### Ziele
a – Beantworte zum Abschnitt über Abbas bei Trump diese Fragen:
(i) In welchem Jahr trat Obama sein Amt als US-Präsident an?
(ii) Mit welchem israelischen Premier telefonierte Obama an seinem ersten Arbeitstag?
(iii) Wann wurde Netanjahu im Weißen Haus empfangen?
b – Führe den Abschnitt über Abbas bei Trump nach seinem letzten Satz weiter.

### Gegebener Abschnitt
┏━━
Abbas bei Trump: Aus Sicht der Palästinenser

Trump pflegt gute Beziehungen zu Israel. Jetzt will sich Palästinenserpräsident Abbas in Washington für die Zwei-Staaten-Lösung stark machen. Was kann er erreichen? Eine Analyse

Mahmud Abbas wird es ungern zugeben. Aber er denkt sicherlich mit Wehmut an die Zeit zurück, in der Barack Obama noch das Sagen im Weißen Haus hatte. Als der Demokrat sein Amt als US-Präsident 2009 antrat, telefonierte er gleich am ersten Arbeitstag sowohl mit Israels damaligen Premier Ehud Olmert als auch mit dem Chef der Palästinenser. Beiden versprach Obama, sich für eine Lösung des Nahostkonflikts einzusetzen. Und damals hieß es in Washington, die USA wollten in „voller Partnerschaft“ mit Abbas auf einen Frieden hinarbeiten.

An Israels Seite

Soviel Wertschätzung bringt Donald Trump dem Herrn aus Ramallah bisher nicht entgegen. Von Anfang an ließ der Republikaner erkennen, dass er mehr oder weniger fest an der Seite des jüdischen Staats steht. Trump entschuldigte sich sogar dafür, dass sein Vorgänger eine israelkritische Resolution im UN-Sicherheitsrat hatte passieren lassen. So etwas werde nicht noch einmal vorkommen. Und er machte einen Siedlerfreund zum Botschafter. Trump pflegt außerdem seit Jahren geradezu freundschaftliche Beziehungen zu Benjamin Netanjahu. Kein Wunder, dass Israels Premier bereits Mitte Februar im Weißen Haus zu einem persönlichen Gespräch empfangen wurde. Am heutigen Mittwoch wird nun Abbas in Washington erwartet – mehr als zwei Monate nach Netanjahu.
┗━━
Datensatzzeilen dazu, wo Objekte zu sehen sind
┏━━
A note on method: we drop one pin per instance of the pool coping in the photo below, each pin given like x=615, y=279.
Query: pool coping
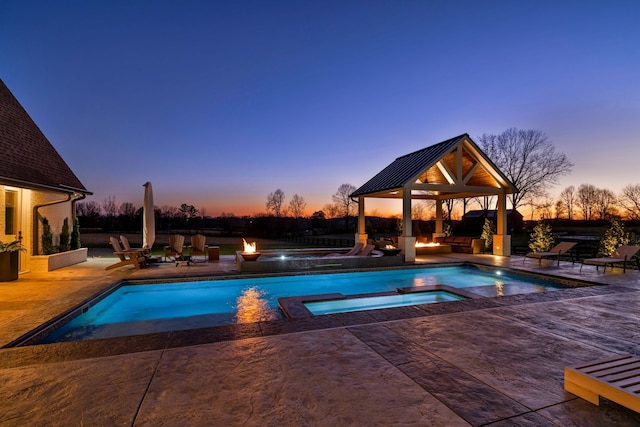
x=31, y=338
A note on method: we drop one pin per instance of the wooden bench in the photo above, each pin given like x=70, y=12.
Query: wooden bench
x=616, y=379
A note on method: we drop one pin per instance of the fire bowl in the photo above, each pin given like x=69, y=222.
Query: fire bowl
x=250, y=256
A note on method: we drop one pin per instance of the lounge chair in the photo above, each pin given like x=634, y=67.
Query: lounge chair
x=353, y=251
x=127, y=247
x=621, y=255
x=175, y=247
x=198, y=246
x=126, y=257
x=143, y=251
x=557, y=251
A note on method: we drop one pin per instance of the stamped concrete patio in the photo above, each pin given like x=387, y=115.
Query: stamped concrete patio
x=495, y=361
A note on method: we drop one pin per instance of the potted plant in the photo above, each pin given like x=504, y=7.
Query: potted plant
x=9, y=260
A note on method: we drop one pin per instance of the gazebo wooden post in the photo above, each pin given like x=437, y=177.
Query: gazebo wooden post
x=502, y=240
x=406, y=241
x=439, y=226
x=361, y=235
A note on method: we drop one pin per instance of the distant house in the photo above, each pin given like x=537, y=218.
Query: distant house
x=475, y=219
x=35, y=182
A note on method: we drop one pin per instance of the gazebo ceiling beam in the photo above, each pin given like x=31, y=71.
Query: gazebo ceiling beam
x=457, y=188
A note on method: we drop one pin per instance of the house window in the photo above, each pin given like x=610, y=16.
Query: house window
x=10, y=211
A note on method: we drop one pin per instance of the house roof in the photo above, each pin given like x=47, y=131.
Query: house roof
x=28, y=158
x=455, y=168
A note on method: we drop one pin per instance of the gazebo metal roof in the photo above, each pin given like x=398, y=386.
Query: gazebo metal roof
x=455, y=168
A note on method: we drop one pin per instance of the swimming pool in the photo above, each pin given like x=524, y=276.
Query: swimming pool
x=134, y=309
x=373, y=303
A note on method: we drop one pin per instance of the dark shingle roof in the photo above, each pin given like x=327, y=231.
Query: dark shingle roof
x=27, y=157
x=407, y=167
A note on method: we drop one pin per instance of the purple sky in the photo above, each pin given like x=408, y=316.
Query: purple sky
x=219, y=103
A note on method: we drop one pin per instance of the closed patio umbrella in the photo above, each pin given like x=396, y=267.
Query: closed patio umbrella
x=148, y=219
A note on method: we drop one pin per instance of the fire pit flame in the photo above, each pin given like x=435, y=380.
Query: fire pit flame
x=426, y=245
x=249, y=248
x=249, y=251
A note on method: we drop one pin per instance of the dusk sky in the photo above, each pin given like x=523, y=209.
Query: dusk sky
x=219, y=103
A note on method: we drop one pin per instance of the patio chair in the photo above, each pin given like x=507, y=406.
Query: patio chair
x=134, y=258
x=621, y=255
x=198, y=246
x=558, y=250
x=127, y=247
x=175, y=248
x=353, y=251
x=143, y=251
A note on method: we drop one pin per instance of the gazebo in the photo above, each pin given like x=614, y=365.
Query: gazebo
x=452, y=169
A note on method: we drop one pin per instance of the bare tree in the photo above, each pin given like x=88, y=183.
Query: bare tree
x=346, y=206
x=604, y=203
x=528, y=159
x=127, y=209
x=169, y=212
x=568, y=198
x=275, y=201
x=561, y=209
x=331, y=210
x=88, y=209
x=545, y=207
x=297, y=206
x=188, y=212
x=418, y=210
x=109, y=206
x=586, y=199
x=629, y=200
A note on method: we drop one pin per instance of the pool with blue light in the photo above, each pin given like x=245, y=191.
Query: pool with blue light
x=134, y=309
┗━━
### Antworten je Aufgabe
a –
(i) 2009
(ii) Ehud Olmert
(iii) Mitte Februar

b –
Zwei-Staaten-Lösung? Für Trump nicht zwingend

Die Erwartungen des Palästinensers an das Treffen sind denn auch recht gering. Dennoch will sich Abbas nicht die Chance entgehen lassen, seine Sicht des Nahostkonflikts dem US-Präsidenten (der in drei Wochen Israel besuchen will) vorzustellen. Dazu gehört vor allem die Zwei Staaten-Lösung. Diese hält die Palästinenserführung nach wie vor für zwingend – ganz im Gegensatz zu Trump, der von diesem Dogma der US-Außenpolitik mittlerweile abgerückt ist. Abbas muss also versuchen, dem US-Präsidenten eine ausgewogene Nahostpolitik schmackhaft zu machen.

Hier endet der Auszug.